- [Fragment dokumentu]:
Boje sie ze koniec swiata w 2012 r. naprawde nastapi. 21 grudznia to jest dokladna data. I
nie wiem... Nigdy w to nie wierzylam ale teraz podaja naukowe teorie i wgl... Ma byc jakis
super wybuch na sloncu i to ma spowodowac zamiane biegonow. Fale tsunamk 2-3km
wysokosci... Trzesienia ziemi, wszystkie wulkany uaktywnione... Nie wiem co o tym myslec
bo bo naukowcy mowia ze prawdopodobienstwo wynosi 100%. Uwazacie ze konie.swiata
bedzie czy raczej uwazacie to za brednie?
jeśli boisz się katastrof możesz załatwić sobie koniec świata na własną rękę. "Umrzyj przyzwoicie już dziś w swoim domu"
Prowokacja ? Uznam ,że nie.
Końca świata nie będzie ani 21 grudnia 2012 ani na pewno za naszego życia. Za miliony czy tam miliardy lat słońce się powiększy uniemożliwiając nam życie na ziemi lub nawet wchłonie naszą planetę. Wtedy nastąpi koniec Ziemi ale nie świata (
Przez przypadek nacisnąłem "wyślij" a nie ma tu opcji edytuj lub usuń posta (co jest niedorzeczne)
Podsumowując mojego "przypadkowego" posta żadnego końca świata nie będzie jest to tylko wymysł fanów teorii spiskowych , to nie są naukowcy tylko samozwańcy lub osoby którym zapłacono za te bzdury które wypowiedzieli. Koniec świata i jego fenomen jest wytworem również popkultury która żywi się strachem ludzi słabych i niegrzeszących inteligencją.
Wiem ,że to na 99% prowokacja , ale znałem osobę która naprawdę w to wierzyła i wolałem rozwiać wszelkie wątpliwości autora co do "końca świata 2012".
Radzę schować głowę w piasek przed zgubnym losem końca świata. Gardzę ludźmi, którzy uwierzą w każdą ściemę jaką ktokolwiek powie. Teraz nie można pierdnąć żeby ktoś się nie przyczepił. Radzę przejść się do psychologa. Świat prędzej schyli się ku końcowi z taką władzą jaką mamy w kraju. Apokalipsa to książeczka dla dzieci i tyle...

- [Zadania pisemne]:
1. Przepisz dokładnie fragment tekstu o końcu świata, od słów „Boje sie ze” aż do słów „to za brednie?”.
2. Podaj ponownie wszystkie wiersze danych zamieszczone poniżej, zastępując „Localize” wyrażeniem „Locate” i nie zmieniając niczego więcej. Obrazy należy pominąć w odpowiedzi.
Tekst o końcu świata i wiersze danych nie mają ze sobą żadnego związku.

- [Dane do ćwiczenia]:
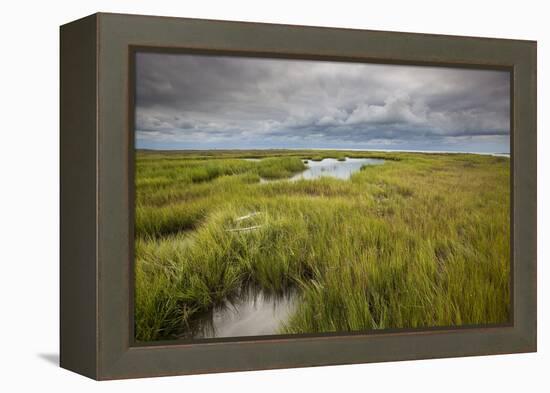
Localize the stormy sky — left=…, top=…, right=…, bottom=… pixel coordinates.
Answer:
left=135, top=53, right=510, bottom=153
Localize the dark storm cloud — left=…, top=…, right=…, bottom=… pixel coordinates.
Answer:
left=136, top=53, right=510, bottom=149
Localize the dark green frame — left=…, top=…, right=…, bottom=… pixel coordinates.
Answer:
left=60, top=13, right=537, bottom=379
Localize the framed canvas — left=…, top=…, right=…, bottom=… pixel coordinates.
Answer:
left=60, top=13, right=537, bottom=380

- [Odpowiedzi do zadań]:
1.
Boje sie ze koniec swiata w 2012 r. naprawde nastapi. 21 grudznia to jest dokladna data. I
nie wiem... Nigdy w to nie wierzylam ale teraz podaja naukowe teorie i wgl... Ma byc jakis
super wybuch na sloncu i to ma spowodowac zamiane biegonow. Fale tsunamk 2-3km
wysokosci... Trzesienia ziemi, wszystkie wulkany uaktywnione... Nie wiem co o tym myslec
bo bo naukowcy mowia ze prawdopodobienstwo wynosi 100%. Uwazacie ze konie.swiata
bedzie czy raczej uwazacie to za brednie?

2.
Locate the stormy sky — left=…, top=…, right=…, bottom=… pixel coordinates.
Answer:
left=135, top=53, right=510, bottom=153
Locate the dark storm cloud — left=…, top=…, right=…, bottom=… pixel coordinates.
Answer:
left=136, top=53, right=510, bottom=149
Locate the dark green frame — left=…, top=…, right=…, bottom=… pixel coordinates.
Answer:
left=60, top=13, right=537, bottom=379
Locate the framed canvas — left=…, top=…, right=…, bottom=… pixel coordinates.
Answer:
left=60, top=13, right=537, bottom=380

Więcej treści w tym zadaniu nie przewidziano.